• [Stored items]
******

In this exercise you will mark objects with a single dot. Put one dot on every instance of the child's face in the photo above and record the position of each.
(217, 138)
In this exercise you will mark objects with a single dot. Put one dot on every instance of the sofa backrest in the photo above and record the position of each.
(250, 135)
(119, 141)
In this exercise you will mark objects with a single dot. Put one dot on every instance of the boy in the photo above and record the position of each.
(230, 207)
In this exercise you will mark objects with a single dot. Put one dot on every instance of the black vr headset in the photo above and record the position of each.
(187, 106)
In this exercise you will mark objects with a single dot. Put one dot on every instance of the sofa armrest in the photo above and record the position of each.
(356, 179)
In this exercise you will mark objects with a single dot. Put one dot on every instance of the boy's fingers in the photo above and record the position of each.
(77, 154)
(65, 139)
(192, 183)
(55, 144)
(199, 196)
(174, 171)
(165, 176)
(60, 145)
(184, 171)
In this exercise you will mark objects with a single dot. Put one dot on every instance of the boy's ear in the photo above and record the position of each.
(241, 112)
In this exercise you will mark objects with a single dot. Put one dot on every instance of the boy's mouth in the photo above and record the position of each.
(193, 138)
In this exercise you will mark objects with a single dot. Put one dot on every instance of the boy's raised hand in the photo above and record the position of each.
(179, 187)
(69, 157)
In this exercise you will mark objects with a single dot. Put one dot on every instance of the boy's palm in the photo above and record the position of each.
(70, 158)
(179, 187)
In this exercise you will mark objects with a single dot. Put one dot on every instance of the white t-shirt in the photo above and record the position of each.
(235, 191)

******

• [Exercise prompt] Could you rewrite the lines of the listing from the one containing "the boy's raised" through the end of the listing, inclusive, with "note" in place of "record" and nothing else changed?

• [Solution for this exercise]
In this exercise you will mark objects with a single dot. Put one dot on every instance of the boy's raised hand in the photo above and note the position of each.
(179, 187)
(69, 157)
In this exercise you will mark objects with a single dot. Put one dot on every instance of the boy's palm in the photo above and note the position of each.
(70, 158)
(179, 187)
In this exercise you will mark objects with a single dot. Put one dot on every instance of the white t-shirt in the photo above and note the position of each.
(235, 191)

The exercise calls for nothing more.